» **DOCUMENT TEXT**:
★ ★ ★ ★ ★ ★ ★

Courtney, Application of

Citation83 Ariz. 231,319 P.2d 991
Decision Date31 December 1957
Docket NumberNo. 6383,6383
Parties. Supreme Court of Arizona
CourtSupreme Court of Arizona

Lewis, Roca, Scoville & Beauchamp, Phoenix, for applicant.

Walter Roche and Clarence J. Duncan, Phoenix, for the State Bar of Arizona.

STRUCKMEYER, Justice.

Jerome Henry Courtney, petitioner herein, filed an original motion in this court seeking admission to the State Bar of Arizona, and on his application an order was issued directing the State Committee on Examinations and Admissions to show cause why petitioner should not be admitted to membership in the State Bar and to the practice of law in Arizona. The Committee filed a response from which these uncontradicted facts appear.

Petitioner is a male citizen of the United States, 35 years of age, and a graduate of the University of Minnesota Law School. He was admitted to practice in the State of Minnesota in 1948 and practiced in Minneapolis until he established a legal residence in Tucson, Arizona, in June of 1954. Thereafter, he passed the Arizona State Bar Examination with a satisfactory grade, but the Committee on Examinations and Admissions denied his application for admission on the ground that he failed to establish his good moral character.

★ ★ ★ ★ ★ ★ ★

Collection entries
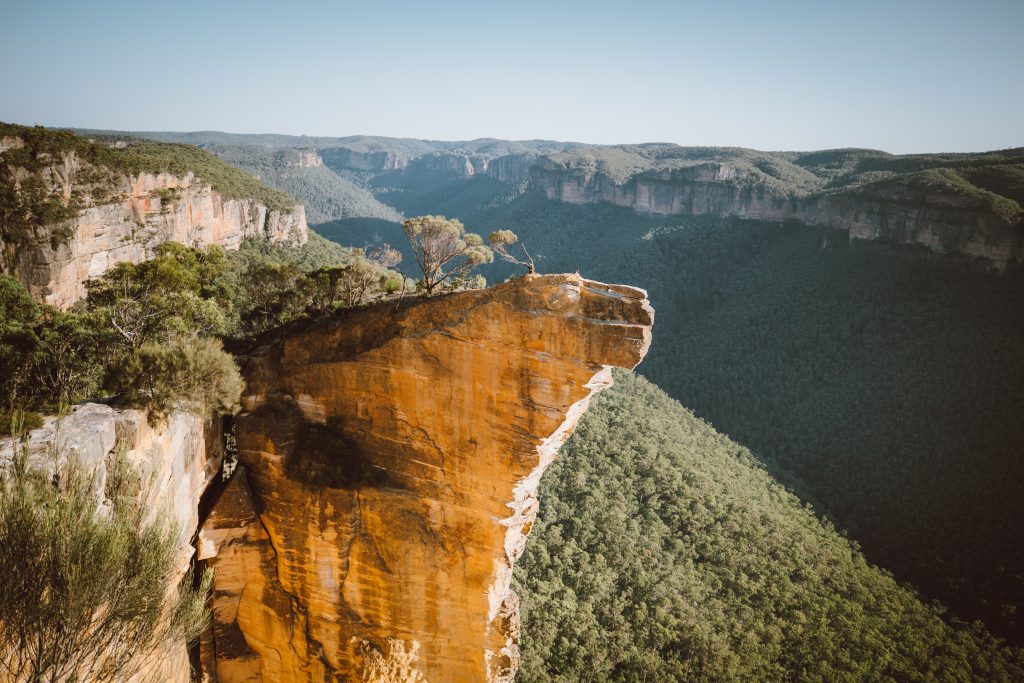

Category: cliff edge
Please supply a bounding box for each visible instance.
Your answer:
[200,275,653,683]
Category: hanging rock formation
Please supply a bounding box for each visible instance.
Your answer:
[200,275,653,683]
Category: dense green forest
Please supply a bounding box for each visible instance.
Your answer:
[458,197,1024,642]
[516,371,1024,683]
[0,234,400,428]
[206,145,401,223]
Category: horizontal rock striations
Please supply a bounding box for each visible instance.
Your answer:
[0,173,307,307]
[0,403,223,683]
[200,275,653,683]
[530,159,1024,268]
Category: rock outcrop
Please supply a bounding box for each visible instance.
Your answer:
[795,181,1024,269]
[0,403,223,683]
[200,275,653,683]
[0,167,307,307]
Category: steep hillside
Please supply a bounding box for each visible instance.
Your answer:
[465,198,1024,642]
[0,124,306,307]
[516,372,1024,683]
[204,145,402,223]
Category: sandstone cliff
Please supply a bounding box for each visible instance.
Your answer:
[0,125,307,307]
[530,159,1024,268]
[0,403,223,683]
[200,275,653,683]
[0,167,307,307]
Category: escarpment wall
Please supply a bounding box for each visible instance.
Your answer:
[530,160,1024,267]
[0,403,223,683]
[200,275,653,683]
[0,164,307,307]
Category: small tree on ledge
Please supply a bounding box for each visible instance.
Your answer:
[402,216,495,295]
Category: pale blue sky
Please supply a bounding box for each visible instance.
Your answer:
[0,0,1024,153]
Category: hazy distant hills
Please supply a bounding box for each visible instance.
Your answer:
[75,126,1024,268]
[34,124,1024,651]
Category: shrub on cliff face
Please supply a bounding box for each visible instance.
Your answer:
[117,337,244,417]
[0,275,110,411]
[402,216,495,295]
[0,454,209,682]
[515,372,1024,683]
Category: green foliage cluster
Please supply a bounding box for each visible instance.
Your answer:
[0,274,115,411]
[206,145,401,224]
[515,371,1024,683]
[402,216,493,295]
[114,337,245,419]
[0,452,212,683]
[0,123,295,232]
[0,236,404,419]
[466,197,1024,643]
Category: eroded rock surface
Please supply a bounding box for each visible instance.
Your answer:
[0,155,308,308]
[200,275,653,683]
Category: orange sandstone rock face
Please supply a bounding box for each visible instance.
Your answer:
[200,275,653,683]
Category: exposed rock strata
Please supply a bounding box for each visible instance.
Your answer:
[0,403,222,683]
[0,169,307,307]
[530,159,1024,267]
[200,275,652,683]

★ ★ ★ ★ ★ ★ ★

» **EXERCISES**:
A: From the court opinion, echo the stretch from "Lewis, Roca, Scoville" through "uncontradicted facts appear.".
B: Condense the court opinion's paragraph beginning "Petitioner is a male citizen" into a short bulleted list that keeps its main facts.
C: Write the next part of the court opinion, picking up after its last sentence.

» **RESULTS OF THE TASKS**:
A:
Lewis, Roca, Scoville & Beauchamp, Phoenix, for applicant.

Walter Roche and Clarence J. Duncan, Phoenix, for the State Bar of Arizona.

STRUCKMEYER, Justice.

Jerome Henry Courtney, petitioner herein, filed an original motion in this court seeking admission to the State Bar of Arizona, and on his application an order was issued directing the State Committee on Examinations and Admissions to show cause why petitioner should not be admitted to membership in the State Bar and to the practice of law in Arizona. The Committee filed a response from which these uncontradicted facts appear.

B:
- Male U.S. citizen, age 35, graduate of the University of Minnesota Law School
- Admitted to practice in Minnesota in 1948 and practiced in Minneapolis
- Established legal residence in Tucson, Arizona, in June 1954
- Passed the Arizona State Bar Examination with a satisfactory grade
- The Committee on Examinations and Admissions denied his application because he failed to establish his good moral character

C:
The admission to the practice of law in Arizona is in part controlled by statute and in part by rules of court. The Legislature has established a public corporation known as the State Bar of Arizona, Chap. 66, Laws of 1933, § 32-201 et seq., A.R.S.1956. By this Act, no person may practice law in this state unless he is an active member of the State Bar in good standing. Admission as an active member of the State Bar is in accordance with Rule 28(a), Supreme Court Rules, 17 A.R.S. Rule 28(a) provides for the appointment of five select members of the State Bar to act as a Committee on Examinations and Admissions who recommend to this court for admission those found to have the necessary qualifications. The Committee, with the approval of the court, has adopted certain rules pertaining to admissions. Rule IV thereof provides that good moral character must be established by an applicant to the satisfaction of the Committee.

Good moral character is, of course, the usual requirement for admission to the practice of law, the burden of which rests squarely upon the applicant. In the event the proof of good moral character falls short of convincing the Committee, it is its duty not to recommend an admission. Spears v. State Bar of California, 211 Cal. 183, 294 P. 697, 72 A.L.R. 923. In this it has no discretion; if the members entertain any reservations whatsoever as to the applicant's good moral character, it should not make a favorable recommendation to this court.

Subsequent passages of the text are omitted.